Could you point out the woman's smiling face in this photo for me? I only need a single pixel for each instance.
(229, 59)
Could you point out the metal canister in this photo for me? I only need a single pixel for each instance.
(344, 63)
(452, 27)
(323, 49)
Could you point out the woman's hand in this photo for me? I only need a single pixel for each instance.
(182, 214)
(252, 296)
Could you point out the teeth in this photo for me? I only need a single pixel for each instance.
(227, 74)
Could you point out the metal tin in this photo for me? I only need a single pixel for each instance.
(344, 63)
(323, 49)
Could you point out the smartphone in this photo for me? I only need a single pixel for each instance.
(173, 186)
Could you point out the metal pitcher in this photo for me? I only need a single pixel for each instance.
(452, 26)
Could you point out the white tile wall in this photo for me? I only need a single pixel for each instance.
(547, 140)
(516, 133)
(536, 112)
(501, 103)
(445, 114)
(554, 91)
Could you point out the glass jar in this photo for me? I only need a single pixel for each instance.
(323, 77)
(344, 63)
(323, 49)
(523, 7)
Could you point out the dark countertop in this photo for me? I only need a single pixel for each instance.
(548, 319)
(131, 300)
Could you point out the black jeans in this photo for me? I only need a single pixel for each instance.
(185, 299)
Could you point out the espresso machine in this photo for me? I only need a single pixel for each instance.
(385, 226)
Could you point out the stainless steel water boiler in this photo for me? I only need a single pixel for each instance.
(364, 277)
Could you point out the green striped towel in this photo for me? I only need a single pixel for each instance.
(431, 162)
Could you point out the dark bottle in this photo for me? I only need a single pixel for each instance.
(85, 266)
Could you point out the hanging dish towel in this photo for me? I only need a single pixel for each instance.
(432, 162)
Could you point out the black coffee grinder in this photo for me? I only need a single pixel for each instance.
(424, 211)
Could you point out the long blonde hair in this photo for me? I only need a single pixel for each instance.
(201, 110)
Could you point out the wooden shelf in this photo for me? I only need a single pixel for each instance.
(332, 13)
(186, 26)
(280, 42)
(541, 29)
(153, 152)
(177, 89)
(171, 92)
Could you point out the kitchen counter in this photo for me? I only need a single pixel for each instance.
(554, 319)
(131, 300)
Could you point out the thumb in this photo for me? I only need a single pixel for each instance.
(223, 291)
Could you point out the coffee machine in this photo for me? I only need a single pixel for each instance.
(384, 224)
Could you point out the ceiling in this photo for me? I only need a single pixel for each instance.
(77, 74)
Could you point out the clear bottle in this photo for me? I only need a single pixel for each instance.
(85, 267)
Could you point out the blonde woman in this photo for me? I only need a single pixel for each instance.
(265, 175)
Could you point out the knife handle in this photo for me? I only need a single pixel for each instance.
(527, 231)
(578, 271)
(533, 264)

● **What the exercise asks**:
Rewrite every one of the entries above, changing "single pixel" to "single point" wherever it appears and leaving everything else untouched.

● **Solved problem**:
Could you point out the woman's smiling face in this photo for me? I only need a single point for each instance.
(229, 59)
Could you point out the metal canister in this photo for me? I only need a single point for each instance.
(344, 63)
(452, 27)
(323, 49)
Could you point out the woman's hand in this photo for me? I only need a single point for each instance.
(182, 214)
(252, 296)
Could you point out the teeth in this photo for me? I only need a single point for each instance.
(227, 74)
Could you point out the metal tin in this photo for me? I only need a single point for each instance.
(344, 63)
(323, 49)
Could you point out the smartphone in this photo for me? I only need a single point for each instance.
(173, 186)
Could you point out the metal pitcher in this photo for me? I only need a single point for each instance.
(452, 26)
Could you point out the white tile wall in this photo for me? I only need a single point for each instance.
(547, 140)
(516, 133)
(536, 112)
(501, 103)
(445, 114)
(554, 91)
Could you point out the glass jar in this photo for me? I only need a single point for each instance.
(323, 77)
(344, 63)
(323, 49)
(523, 7)
Could you point out the dark countertop in this photo for me? I only need a single point for each instance.
(548, 319)
(131, 300)
Could you point out the black jeans in this photo for me? I only need a single point for each instance.
(185, 299)
Could you point out the espresso machine in this photo for me? I only need a single point for each instance.
(385, 226)
Could you point out the stainless steel water boiler in this photo for me? I only need a single point for each instance.
(364, 277)
Could you point out the green striped towel in this photo for me? I only need a single point for each instance.
(431, 162)
Could you point out the dark bottle in this photo for me? I only need a single point for each instance.
(85, 266)
Could you point out the hanging dish towel in this photo for me? I only need a single point for each instance.
(432, 162)
Could you point out the black coffee grinder in this photo for me? I only need a single point for each instance.
(424, 211)
Could you point out the long blonde hair in this photo for me? I only need a single point for each instance.
(201, 110)
Could you point out the wooden shelf in this photo for me? I only need a single point for each instance.
(332, 13)
(186, 26)
(280, 42)
(541, 29)
(153, 152)
(177, 89)
(171, 92)
Could you point out the kitchen counter in this photo for me? I only need a single point for each instance.
(554, 319)
(131, 300)
Could you point out the thumb in this photo for me? I only need a single point for each instance.
(223, 291)
Could you point out the coffee machine in this photo for me? I only need a single point for each instance.
(384, 224)
Could you point out the ceiling in this photo for me? I only need a single point for each instance.
(77, 74)
Could you point out the clear bottle in this photo for me? I only need a single point for each instance.
(85, 267)
Could you point out the blonde woman in this photo for me? I only need a single point for each instance.
(265, 175)
Could you point out the knife handle in this photo for me? I only need a single point for each instance.
(527, 231)
(578, 271)
(533, 264)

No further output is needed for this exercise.